● **WRITTEN EXERCISE**:
Convert all of the data below into a two-column CSV with the headers "text" and "answer": one row for each set of coordinates, with the lines asking for it under "text" and the coordinates under "answer", each value in a single double-quoted field and line breaks replaced by spaces. Leave the pictures out.

● **INPUT DATA**:
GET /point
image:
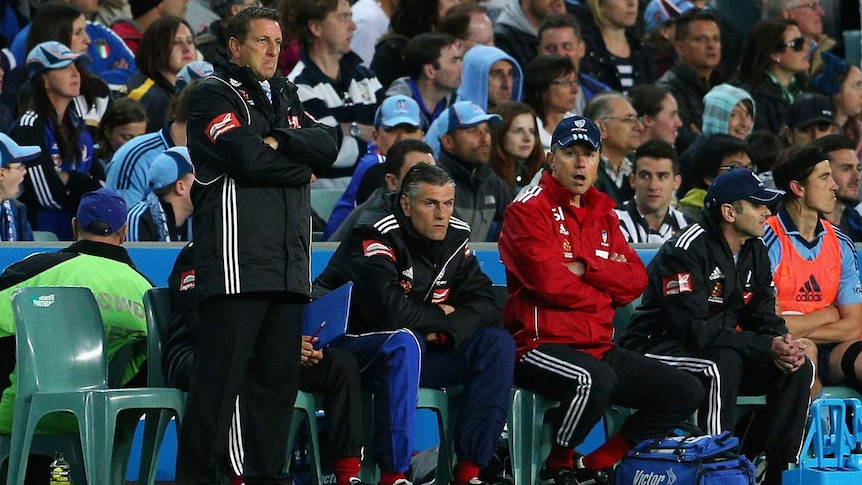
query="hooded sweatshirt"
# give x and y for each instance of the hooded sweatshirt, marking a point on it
(514, 34)
(475, 69)
(717, 105)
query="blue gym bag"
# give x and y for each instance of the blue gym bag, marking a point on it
(686, 460)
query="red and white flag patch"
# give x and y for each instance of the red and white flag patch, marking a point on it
(373, 247)
(678, 283)
(440, 295)
(222, 124)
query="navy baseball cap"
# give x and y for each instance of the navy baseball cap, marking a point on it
(465, 114)
(398, 110)
(739, 184)
(52, 55)
(574, 129)
(101, 212)
(168, 167)
(808, 109)
(190, 72)
(661, 11)
(11, 152)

● **RESULT**:
text,answer
"GET /point image: query=""hooded sweatshirt"" # give x and y for each instance of the hooded sweatshirt, marking a point on it","(514, 34) (475, 69) (717, 105)"
"query=""blue gym bag"" # give x and y for each instance of the blue gym bag, marking a point on it","(686, 460)"
"query=""red and white flag patch"" # give x and y for each instance of the red and white flag patch, marking a point on it","(373, 247) (678, 283) (440, 295) (222, 124)"
"query=""navy baseball cap"" # give x and y for each instance of the navy baseball cap, marking a point on it","(465, 114) (398, 110) (739, 184) (52, 55) (574, 129) (101, 212) (168, 167) (808, 109) (190, 72) (661, 11) (11, 152)"